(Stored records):
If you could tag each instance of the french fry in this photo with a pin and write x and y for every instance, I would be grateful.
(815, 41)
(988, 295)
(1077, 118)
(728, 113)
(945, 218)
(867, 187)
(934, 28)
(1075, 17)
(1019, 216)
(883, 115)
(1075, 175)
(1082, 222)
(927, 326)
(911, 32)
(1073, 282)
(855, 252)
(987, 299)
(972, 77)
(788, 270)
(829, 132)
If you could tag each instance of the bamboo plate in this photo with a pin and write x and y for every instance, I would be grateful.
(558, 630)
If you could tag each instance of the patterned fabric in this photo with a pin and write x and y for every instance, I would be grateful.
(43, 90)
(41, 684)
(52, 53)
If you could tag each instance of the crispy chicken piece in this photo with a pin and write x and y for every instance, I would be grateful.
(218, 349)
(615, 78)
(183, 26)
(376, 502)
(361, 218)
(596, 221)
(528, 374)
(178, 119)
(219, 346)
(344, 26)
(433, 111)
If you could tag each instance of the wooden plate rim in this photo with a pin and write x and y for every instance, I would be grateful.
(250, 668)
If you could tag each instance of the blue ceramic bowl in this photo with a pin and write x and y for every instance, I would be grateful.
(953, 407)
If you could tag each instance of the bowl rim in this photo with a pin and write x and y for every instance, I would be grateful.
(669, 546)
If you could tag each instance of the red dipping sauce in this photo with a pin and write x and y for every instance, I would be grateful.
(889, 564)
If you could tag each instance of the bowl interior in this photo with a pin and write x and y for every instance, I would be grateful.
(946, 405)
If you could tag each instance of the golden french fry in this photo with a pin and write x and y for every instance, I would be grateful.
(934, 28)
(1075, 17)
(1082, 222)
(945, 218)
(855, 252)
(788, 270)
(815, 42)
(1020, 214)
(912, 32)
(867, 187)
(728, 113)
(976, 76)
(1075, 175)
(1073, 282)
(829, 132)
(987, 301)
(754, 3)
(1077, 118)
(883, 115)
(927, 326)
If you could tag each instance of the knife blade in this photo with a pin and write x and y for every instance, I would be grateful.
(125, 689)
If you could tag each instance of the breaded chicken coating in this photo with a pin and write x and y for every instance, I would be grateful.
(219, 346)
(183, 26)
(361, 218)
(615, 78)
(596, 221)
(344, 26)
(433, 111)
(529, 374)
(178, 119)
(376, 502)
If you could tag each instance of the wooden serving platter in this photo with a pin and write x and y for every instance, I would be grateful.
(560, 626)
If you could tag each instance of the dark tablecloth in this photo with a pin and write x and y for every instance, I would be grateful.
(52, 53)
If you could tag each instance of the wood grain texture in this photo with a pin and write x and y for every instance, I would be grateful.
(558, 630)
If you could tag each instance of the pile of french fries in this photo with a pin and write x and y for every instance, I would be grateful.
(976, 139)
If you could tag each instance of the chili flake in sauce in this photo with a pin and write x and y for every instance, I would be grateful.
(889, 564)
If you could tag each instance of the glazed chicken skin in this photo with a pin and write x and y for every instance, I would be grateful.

(EXERCISE DIRECTIONS):
Every record listed above needs to be written out again exactly.

(ANSWER SPACE):
If you could tag each instance of the french fry in this photo with a pin and write x and y for every instance, I would be grateful.
(815, 41)
(988, 295)
(1077, 118)
(728, 113)
(945, 218)
(867, 187)
(934, 28)
(1075, 17)
(1019, 216)
(883, 115)
(1075, 175)
(1082, 222)
(927, 326)
(911, 32)
(1073, 282)
(855, 252)
(987, 299)
(972, 77)
(788, 270)
(829, 132)
If you could tag each instance of the bamboo plate in this photo with a pin and write x and y for every instance, I would be grateful.
(558, 630)
If you could tag each instance of the patterned fabric in this photo with a pin and write x and y for every instance, I would be grateful.
(43, 90)
(41, 684)
(52, 53)
If you could tag each instance of the crispy chicken piece in this photo with a pin and write x and y for every instance, I would be grateful.
(218, 349)
(615, 78)
(183, 26)
(376, 502)
(361, 218)
(596, 221)
(528, 374)
(178, 119)
(219, 346)
(344, 26)
(433, 111)
If you could tag each instance of the wooden plate rim in this photo with a pin and write x and y for every instance, I would be grateful.
(250, 668)
If you could tag each instance of the blue ceramic bowl in this photo with a pin and write x and y for every instance, I would be grateful.
(953, 407)
If you could tag each instance of the bowl rim in this photo with a pin and write x and y for every instance, I would be grateful.
(669, 546)
If you could tag each instance of the red dipping sauce in this photo with a pin and write x and y for every instance, I would be grateful.
(889, 564)
If you could tag each instance of the bowl interior in this photo with a pin and write x and y for every instance, I would be grateful.
(946, 405)
If you could tag each instance of the golden french fry in this photo with a pin and write x and y for every instance, I would be grateful.
(934, 28)
(1075, 17)
(1082, 222)
(945, 218)
(855, 252)
(788, 270)
(815, 42)
(1020, 214)
(912, 32)
(867, 187)
(728, 113)
(976, 76)
(1075, 175)
(1073, 282)
(829, 132)
(987, 301)
(754, 3)
(1077, 118)
(883, 115)
(927, 326)
If you could tag each instance of the knife blade in this photo with a pin and write x and y for every instance, I would be grateful.
(125, 689)
If you could tag each instance of the breaded chicken coating in this photo with a pin and write x and y for every instance, I would be grateful.
(219, 346)
(183, 26)
(361, 218)
(615, 78)
(596, 221)
(344, 26)
(433, 111)
(529, 374)
(178, 119)
(376, 502)
If you could tag each instance of the wooden serving platter in this photo with a pin and write x and y for every instance, I would be grateful.
(560, 626)
If you could tag each instance of the dark tablecloth in this photo with a pin and write x and y for every instance, I would be grateful.
(52, 53)
If you could tag each instance of the wood grain texture in this photo with a pin and write x and y for every instance, I would be grateful.
(558, 630)
If you could tag each instance of the pile of french fries in this photo with a pin and write x and y for every instance, I would be grateful.
(976, 139)
If you could tag each instance of the chili flake in sauce in this photo with a pin and write x and y for every instance, I would be grateful.
(889, 564)
If you could tag each instance of the glazed chicken skin in this photo with a pin and write x and y for every instance, I would be grateful.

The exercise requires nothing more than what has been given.